PASSAGE START

Member of the State Duma for Sverdlovsk Oblast
- Incumbent
- Assumed office 12 October 2021
- Preceded by: Aleksey Balyberdin
- Constituency: Nizhny Tagil (No. 171)

Personal details
- Born: 31 March 1973 (age 53) Nizhny Tagil, RSFSR, USSR
- Party: United Russia
- Education: Nizhny Tagil Engineering College; Ural State University of Railway Transport; Ural Academy of Public Administration;

= Konstantin Zakharov (politician) =

Russian politician

Konstantin Yurievich Zakharov (Константин Юрьевич Захаров; born 31 March 1973) is a Russian political figure and a deputy of the 8th State Dumas.

From 1992 to 1995, Zakharov worked as a repairman to maintain ventilation and air conditioning systems at Uralvagonzavod. In 1999, he headed a youth organization of the Uralvagonzavod and became assistant to the general director of the enterprise for work with youth. From 2004 to 2012, Zakharov was the deputy of the Nizhny Tagil City Duma. From 2005 to 2009, he was the Deputy General Director for Marketing and Sales of the Uralvagonzavod. In 2010, he became the CEO of the Verkhnyaya Salda Metallurgical Plant. In 2011, he was appointed the head of the administration of the Leninsky district of Nizhny Tagil. From 2012 to 2017, he was the Deputy head of Nizhny Tagil. Since September 2021, he has served as deputy of the 8th State Duma.

== Sanctions ==
He was sanctioned by the UK government on 11 March 2022 in relation to the Russo-Ukrainian War.

PASSAGE END
STUDY MATERIAL START

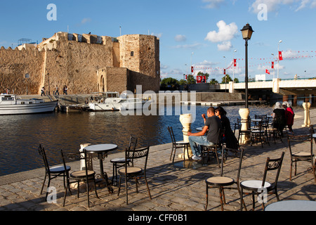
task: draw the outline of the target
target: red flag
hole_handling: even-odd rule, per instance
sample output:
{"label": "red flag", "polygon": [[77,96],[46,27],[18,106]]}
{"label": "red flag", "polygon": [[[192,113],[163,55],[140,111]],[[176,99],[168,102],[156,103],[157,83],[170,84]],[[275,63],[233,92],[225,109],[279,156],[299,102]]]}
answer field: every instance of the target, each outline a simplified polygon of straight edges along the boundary
{"label": "red flag", "polygon": [[282,51],[279,51],[279,60],[282,60],[283,58],[282,58]]}
{"label": "red flag", "polygon": [[206,76],[204,76],[203,77],[203,80],[202,80],[203,83],[206,83]]}

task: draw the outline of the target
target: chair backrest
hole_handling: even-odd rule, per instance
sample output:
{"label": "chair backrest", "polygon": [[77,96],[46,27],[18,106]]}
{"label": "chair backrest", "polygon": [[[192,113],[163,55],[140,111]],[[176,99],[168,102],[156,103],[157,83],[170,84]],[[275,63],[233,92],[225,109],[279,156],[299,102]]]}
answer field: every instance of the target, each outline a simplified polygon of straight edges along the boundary
{"label": "chair backrest", "polygon": [[292,147],[297,143],[310,143],[310,155],[312,155],[312,134],[306,135],[287,135],[287,142],[289,143],[289,149],[291,155],[292,155]]}
{"label": "chair backrest", "polygon": [[239,149],[232,149],[232,148],[228,148],[223,147],[222,148],[222,162],[221,162],[221,168],[220,168],[220,176],[223,176],[223,167],[224,167],[224,153],[226,151],[226,153],[228,153],[229,151],[231,151],[234,154],[232,155],[233,157],[239,158],[239,163],[238,166],[238,171],[237,171],[237,184],[239,184],[239,176],[240,176],[240,171],[242,169],[242,159],[244,158],[244,149],[239,148]]}
{"label": "chair backrest", "polygon": [[283,158],[284,157],[284,152],[282,153],[281,158],[277,159],[270,159],[270,158],[267,158],[267,161],[265,162],[265,172],[263,174],[263,179],[262,181],[262,187],[264,187],[264,184],[265,182],[265,179],[267,177],[267,174],[268,171],[276,170],[277,169],[275,180],[274,182],[274,185],[276,186],[277,184],[277,180],[279,179],[279,172],[281,171],[281,167],[282,165]]}
{"label": "chair backrest", "polygon": [[147,162],[148,160],[148,154],[149,154],[150,147],[141,148],[138,149],[128,149],[125,150],[125,160],[126,162],[126,168],[127,168],[127,160],[131,160],[133,162],[133,167],[134,166],[134,162],[136,159],[140,159],[142,158],[145,158],[145,166],[144,169],[146,169],[147,167]]}
{"label": "chair backrest", "polygon": [[170,136],[171,137],[172,143],[176,144],[176,139],[174,138],[173,130],[172,127],[168,127],[168,131],[169,131]]}
{"label": "chair backrest", "polygon": [[44,148],[40,144],[39,146],[39,148],[37,149],[39,150],[39,155],[41,155],[43,157],[43,160],[45,165],[45,169],[46,172],[49,173],[49,165],[48,165],[48,161],[47,160],[46,158],[46,153],[45,153]]}
{"label": "chair backrest", "polygon": [[266,115],[255,115],[255,119],[267,119]]}
{"label": "chair backrest", "polygon": [[[314,130],[314,126],[313,125],[310,125],[310,134],[312,134],[312,134],[315,134],[315,130]],[[316,143],[316,138],[314,138],[314,141],[315,141],[315,143]]]}
{"label": "chair backrest", "polygon": [[129,138],[129,149],[135,149],[135,148],[136,148],[136,145],[137,145],[137,138],[131,135],[131,136]]}
{"label": "chair backrest", "polygon": [[87,160],[86,160],[86,151],[84,149],[83,153],[68,153],[65,157],[64,153],[62,150],[60,150],[60,155],[62,156],[62,163],[64,165],[65,170],[66,171],[66,175],[67,177],[69,178],[69,172],[67,169],[67,165],[66,165],[66,160],[67,161],[79,161],[81,160],[84,160],[84,170],[86,171],[86,176],[88,178],[88,165],[87,165]]}

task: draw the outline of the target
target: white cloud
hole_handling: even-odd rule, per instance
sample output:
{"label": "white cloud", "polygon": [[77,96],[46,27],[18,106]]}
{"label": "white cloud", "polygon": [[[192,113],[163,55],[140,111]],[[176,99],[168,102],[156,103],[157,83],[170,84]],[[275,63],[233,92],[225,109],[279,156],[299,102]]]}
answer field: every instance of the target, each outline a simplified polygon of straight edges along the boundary
{"label": "white cloud", "polygon": [[223,41],[221,44],[218,44],[217,47],[219,51],[230,51],[232,49],[232,45],[230,41]]}
{"label": "white cloud", "polygon": [[162,37],[162,33],[155,34],[155,33],[151,33],[150,35],[156,36],[159,39],[161,39]]}
{"label": "white cloud", "polygon": [[261,4],[267,5],[269,12],[277,11],[282,6],[296,8],[296,12],[307,7],[310,8],[316,7],[316,0],[256,0],[249,10],[258,13],[261,11],[258,8],[258,6]]}
{"label": "white cloud", "polygon": [[84,19],[81,20],[81,25],[84,25],[84,24],[90,22],[91,22],[91,21],[92,21],[91,18],[84,18]]}
{"label": "white cloud", "polygon": [[185,35],[182,35],[182,34],[178,34],[176,35],[176,37],[174,37],[174,39],[176,40],[176,41],[185,41],[187,40],[187,37],[185,37]]}
{"label": "white cloud", "polygon": [[200,43],[195,43],[192,44],[179,44],[175,46],[172,46],[173,49],[196,49],[199,47],[202,46],[202,44]]}
{"label": "white cloud", "polygon": [[202,1],[206,3],[205,8],[218,8],[220,4],[225,2],[225,0],[203,0]]}
{"label": "white cloud", "polygon": [[300,6],[298,8],[296,8],[296,10],[295,11],[297,12],[297,11],[305,8],[307,4],[309,4],[310,1],[310,0],[302,0],[301,1]]}
{"label": "white cloud", "polygon": [[227,25],[223,20],[216,23],[218,31],[210,31],[205,38],[205,40],[211,42],[222,42],[230,41],[238,33],[238,27],[235,22]]}
{"label": "white cloud", "polygon": [[227,25],[223,20],[216,23],[218,30],[210,31],[205,40],[213,43],[219,43],[217,45],[218,51],[230,51],[233,46],[230,40],[238,34],[238,27],[235,22]]}

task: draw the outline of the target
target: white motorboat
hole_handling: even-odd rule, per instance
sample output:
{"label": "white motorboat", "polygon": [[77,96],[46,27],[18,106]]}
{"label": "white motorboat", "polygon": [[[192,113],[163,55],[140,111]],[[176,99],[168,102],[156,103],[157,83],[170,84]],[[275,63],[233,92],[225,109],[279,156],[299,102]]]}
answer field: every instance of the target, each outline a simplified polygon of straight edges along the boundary
{"label": "white motorboat", "polygon": [[0,115],[18,115],[53,112],[58,101],[18,99],[15,95],[0,94]]}
{"label": "white motorboat", "polygon": [[141,110],[145,103],[150,105],[151,101],[138,98],[126,98],[119,92],[102,92],[102,98],[98,102],[89,103],[91,111],[121,111]]}

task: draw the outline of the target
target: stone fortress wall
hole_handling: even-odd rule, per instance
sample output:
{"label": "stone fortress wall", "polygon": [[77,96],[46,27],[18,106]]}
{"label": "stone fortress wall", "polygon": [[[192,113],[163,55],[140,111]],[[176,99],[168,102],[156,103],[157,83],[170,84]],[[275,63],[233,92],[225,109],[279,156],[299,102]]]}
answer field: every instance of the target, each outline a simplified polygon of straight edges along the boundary
{"label": "stone fortress wall", "polygon": [[[0,92],[51,94],[67,85],[70,94],[159,90],[159,40],[154,36],[117,38],[55,33],[37,46],[0,49]],[[25,74],[30,78],[25,79]],[[49,84],[49,85],[48,85]]]}

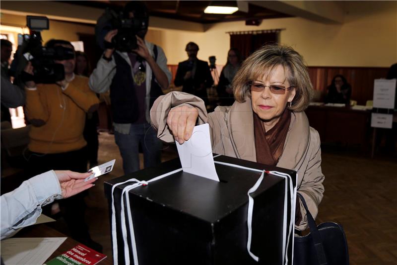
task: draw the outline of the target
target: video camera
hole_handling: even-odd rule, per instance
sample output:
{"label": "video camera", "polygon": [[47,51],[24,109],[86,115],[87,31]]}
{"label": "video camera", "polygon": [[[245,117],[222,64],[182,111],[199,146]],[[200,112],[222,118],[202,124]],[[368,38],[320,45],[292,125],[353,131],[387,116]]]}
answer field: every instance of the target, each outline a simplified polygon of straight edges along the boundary
{"label": "video camera", "polygon": [[105,13],[99,18],[95,28],[97,40],[100,47],[104,49],[103,39],[109,31],[117,29],[117,35],[112,39],[115,48],[121,52],[131,52],[136,49],[136,35],[139,31],[147,29],[149,17],[137,15],[130,18],[125,11],[119,12],[107,8]]}
{"label": "video camera", "polygon": [[48,18],[45,16],[27,16],[26,23],[31,34],[19,35],[18,45],[22,45],[23,57],[33,67],[33,81],[36,84],[53,84],[64,80],[64,65],[55,63],[54,60],[73,59],[74,50],[63,46],[43,46],[40,31],[50,28]]}

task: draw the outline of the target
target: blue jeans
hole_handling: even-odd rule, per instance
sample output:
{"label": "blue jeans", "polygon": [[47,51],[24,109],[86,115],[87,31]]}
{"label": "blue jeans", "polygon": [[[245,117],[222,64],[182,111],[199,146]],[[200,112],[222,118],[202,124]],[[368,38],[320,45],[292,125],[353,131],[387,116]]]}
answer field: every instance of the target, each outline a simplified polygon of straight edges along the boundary
{"label": "blue jeans", "polygon": [[161,162],[163,144],[157,138],[157,132],[147,122],[131,124],[129,134],[115,131],[115,140],[123,158],[123,169],[125,175],[139,170],[139,144],[143,151],[145,168],[153,167]]}

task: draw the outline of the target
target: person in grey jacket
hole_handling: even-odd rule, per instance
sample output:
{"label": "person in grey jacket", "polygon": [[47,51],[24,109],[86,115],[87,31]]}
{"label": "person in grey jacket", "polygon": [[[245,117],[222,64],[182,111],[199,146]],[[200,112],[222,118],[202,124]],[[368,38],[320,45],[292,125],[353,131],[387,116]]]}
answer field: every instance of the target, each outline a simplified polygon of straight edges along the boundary
{"label": "person in grey jacket", "polygon": [[55,200],[68,198],[95,185],[91,173],[51,170],[25,180],[1,197],[1,237],[11,236],[19,228],[36,222],[42,207]]}
{"label": "person in grey jacket", "polygon": [[[143,16],[148,19],[147,9],[139,1],[128,3],[124,14],[130,18]],[[136,49],[126,52],[112,47],[118,30],[109,31],[104,37],[107,48],[90,77],[93,91],[110,90],[115,139],[125,174],[139,169],[139,144],[145,168],[161,162],[162,144],[150,126],[149,113],[154,100],[168,88],[171,74],[162,49],[144,40],[147,32],[147,27],[138,31]]]}

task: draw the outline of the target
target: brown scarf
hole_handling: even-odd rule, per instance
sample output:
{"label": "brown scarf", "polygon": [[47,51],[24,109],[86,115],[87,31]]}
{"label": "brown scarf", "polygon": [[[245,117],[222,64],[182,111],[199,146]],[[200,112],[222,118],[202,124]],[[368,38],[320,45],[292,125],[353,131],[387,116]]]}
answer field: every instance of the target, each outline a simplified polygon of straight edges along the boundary
{"label": "brown scarf", "polygon": [[282,154],[291,121],[291,111],[285,109],[277,123],[265,132],[261,118],[254,113],[254,134],[257,162],[275,166]]}

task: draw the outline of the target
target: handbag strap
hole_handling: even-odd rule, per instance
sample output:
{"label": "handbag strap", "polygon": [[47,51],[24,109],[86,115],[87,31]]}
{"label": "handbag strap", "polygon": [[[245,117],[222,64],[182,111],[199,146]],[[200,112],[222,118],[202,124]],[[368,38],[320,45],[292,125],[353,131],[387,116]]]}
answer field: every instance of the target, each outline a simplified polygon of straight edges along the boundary
{"label": "handbag strap", "polygon": [[[317,259],[319,261],[319,265],[327,265],[328,263],[327,261],[327,257],[326,257],[325,252],[324,252],[324,248],[323,246],[323,241],[321,240],[321,236],[320,234],[319,230],[317,229],[317,226],[316,225],[316,222],[314,221],[312,214],[309,211],[306,202],[303,196],[301,194],[297,192],[296,195],[300,199],[301,201],[303,204],[303,206],[306,210],[306,216],[307,217],[307,222],[309,224],[309,227],[310,229],[310,233],[312,235],[312,239],[313,240],[313,245],[314,245],[315,250],[316,250],[316,254],[317,256]],[[297,201],[297,203],[299,202]]]}

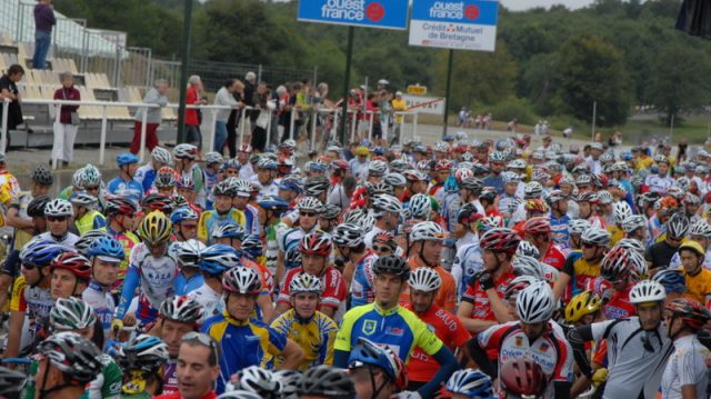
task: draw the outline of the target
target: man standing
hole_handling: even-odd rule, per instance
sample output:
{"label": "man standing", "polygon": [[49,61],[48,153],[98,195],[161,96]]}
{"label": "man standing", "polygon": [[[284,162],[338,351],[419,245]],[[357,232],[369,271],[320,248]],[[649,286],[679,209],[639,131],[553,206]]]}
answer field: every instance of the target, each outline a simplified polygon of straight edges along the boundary
{"label": "man standing", "polygon": [[52,43],[52,27],[57,24],[52,0],[40,0],[34,6],[34,57],[32,69],[44,69],[44,61]]}

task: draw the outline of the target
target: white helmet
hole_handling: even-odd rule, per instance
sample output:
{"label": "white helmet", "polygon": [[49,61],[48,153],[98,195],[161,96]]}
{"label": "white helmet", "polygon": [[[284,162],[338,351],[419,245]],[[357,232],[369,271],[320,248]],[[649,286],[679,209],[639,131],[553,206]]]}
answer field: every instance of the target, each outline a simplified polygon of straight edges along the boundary
{"label": "white helmet", "polygon": [[408,285],[411,290],[432,292],[442,286],[442,278],[434,269],[420,267],[410,273]]}
{"label": "white helmet", "polygon": [[630,290],[631,303],[661,302],[667,298],[664,286],[654,280],[642,280]]}
{"label": "white helmet", "polygon": [[555,298],[551,286],[545,281],[535,281],[519,292],[515,312],[524,323],[538,323],[550,320],[555,310]]}

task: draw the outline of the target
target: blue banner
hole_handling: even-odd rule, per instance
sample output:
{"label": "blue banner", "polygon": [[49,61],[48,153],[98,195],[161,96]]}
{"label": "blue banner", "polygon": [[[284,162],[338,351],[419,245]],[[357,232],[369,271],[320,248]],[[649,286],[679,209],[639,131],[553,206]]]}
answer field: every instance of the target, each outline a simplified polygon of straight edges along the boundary
{"label": "blue banner", "polygon": [[299,21],[408,28],[408,0],[300,0]]}

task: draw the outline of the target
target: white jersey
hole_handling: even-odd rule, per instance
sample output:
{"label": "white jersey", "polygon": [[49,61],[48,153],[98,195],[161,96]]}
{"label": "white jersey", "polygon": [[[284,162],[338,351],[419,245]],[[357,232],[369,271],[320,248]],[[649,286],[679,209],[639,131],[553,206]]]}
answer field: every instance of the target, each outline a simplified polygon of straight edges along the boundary
{"label": "white jersey", "polygon": [[707,399],[709,361],[711,351],[699,342],[695,335],[675,340],[674,352],[669,358],[662,377],[662,398],[682,399],[681,387],[695,386],[697,399]]}

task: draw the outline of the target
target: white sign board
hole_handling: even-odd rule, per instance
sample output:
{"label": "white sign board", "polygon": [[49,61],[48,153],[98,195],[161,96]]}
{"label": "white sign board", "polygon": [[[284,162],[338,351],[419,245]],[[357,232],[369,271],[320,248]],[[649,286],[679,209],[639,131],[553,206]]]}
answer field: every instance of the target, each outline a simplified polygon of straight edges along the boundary
{"label": "white sign board", "polygon": [[444,114],[444,98],[402,94],[402,99],[408,104],[408,111],[423,114]]}
{"label": "white sign board", "polygon": [[494,51],[499,2],[413,0],[410,46]]}

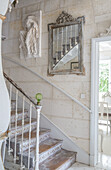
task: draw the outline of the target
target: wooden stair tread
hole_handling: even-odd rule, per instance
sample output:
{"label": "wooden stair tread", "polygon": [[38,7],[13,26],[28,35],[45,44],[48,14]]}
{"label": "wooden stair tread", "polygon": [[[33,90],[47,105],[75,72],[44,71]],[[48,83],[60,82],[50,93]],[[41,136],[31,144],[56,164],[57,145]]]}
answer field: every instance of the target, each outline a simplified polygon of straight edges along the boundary
{"label": "wooden stair tread", "polygon": [[[28,110],[24,110],[24,114],[25,113],[27,113],[28,112]],[[17,114],[22,114],[23,113],[23,110],[21,110],[21,109],[17,109]],[[16,114],[16,110],[12,110],[11,111],[11,116],[15,116],[15,114]]]}
{"label": "wooden stair tread", "polygon": [[[59,145],[59,144],[62,144],[62,140],[59,140],[59,139],[52,139],[52,138],[49,138],[43,142],[40,143],[39,145],[39,153],[40,154],[43,154],[43,152],[46,152],[48,151],[49,149],[55,147],[56,145]],[[28,156],[28,149],[25,150],[25,153],[23,153],[24,156]],[[36,147],[31,147],[30,148],[30,157],[33,157],[35,156],[35,151],[36,151]]]}
{"label": "wooden stair tread", "polygon": [[65,170],[64,164],[66,164],[68,161],[72,161],[70,162],[70,165],[76,161],[76,152],[61,149],[61,151],[58,151],[53,156],[49,157],[46,161],[42,162],[42,164],[39,166],[39,169],[54,170],[64,166]]}
{"label": "wooden stair tread", "polygon": [[[40,129],[39,136],[42,136],[42,135],[44,135],[44,134],[46,134],[48,132],[50,132],[49,129]],[[21,138],[22,138],[22,134],[18,134],[17,135],[17,143],[21,143],[22,142]],[[24,133],[23,138],[24,138],[23,142],[26,142],[27,140],[29,140],[29,131]],[[36,140],[36,129],[33,129],[31,131],[31,139],[35,139]],[[11,141],[14,142],[14,138],[11,139]]]}
{"label": "wooden stair tread", "polygon": [[[36,119],[32,118],[31,119],[31,126],[36,125]],[[30,127],[30,119],[25,118],[24,119],[24,129]],[[17,121],[17,130],[21,131],[22,130],[22,119]],[[11,133],[13,134],[15,132],[15,122],[11,123]]]}

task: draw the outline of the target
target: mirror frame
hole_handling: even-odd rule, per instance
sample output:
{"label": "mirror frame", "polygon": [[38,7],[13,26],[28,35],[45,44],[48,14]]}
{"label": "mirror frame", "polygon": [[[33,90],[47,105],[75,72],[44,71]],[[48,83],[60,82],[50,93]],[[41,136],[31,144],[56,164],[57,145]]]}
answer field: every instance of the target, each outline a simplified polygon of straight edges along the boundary
{"label": "mirror frame", "polygon": [[[83,66],[83,24],[85,23],[85,17],[78,17],[74,19],[72,15],[62,11],[59,17],[56,20],[56,23],[48,24],[48,49],[49,49],[49,57],[48,57],[48,75],[65,75],[65,74],[84,74],[84,66]],[[64,70],[53,70],[52,60],[53,60],[53,29],[66,27],[70,25],[77,25],[79,30],[79,56],[78,56],[78,64],[79,67],[77,69],[64,69]]]}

STUDY MATERIAL END

*TASKS TO CARRY OUT:*
1 > List every educational institution named in the Konstantin Zakharov profile.
2 > Retype the part of the Konstantin Zakharov profile from "Personal details" to "8th State Dumas.".
3 > According to the Konstantin Zakharov profile, on what date did the UK government sanction him?
The records are separate material, unrelated to the profile of Konstantin Zakharov.

*RESULTS:*
1 > Nizhny Tagil Engineering College; Ural State University of Railway Transport; Ural Academy of Public Administration

2 >
Personal details
- Born: 31 March 1973 (age 53) Nizhny Tagil, RSFSR, USSR
- Party: United Russia
- Education: Nizhny Tagil Engineering College; Ural State University of Railway Transport; Ural Academy of Public Administration;

= Konstantin Zakharov (politician) =

Russian politician

Konstantin Yurievich Zakharov (Константин Юрьевич Захаров; born 31 March 1973) is a Russian political figure and a deputy of the 8th State Dumas.

3 > 11 March 2022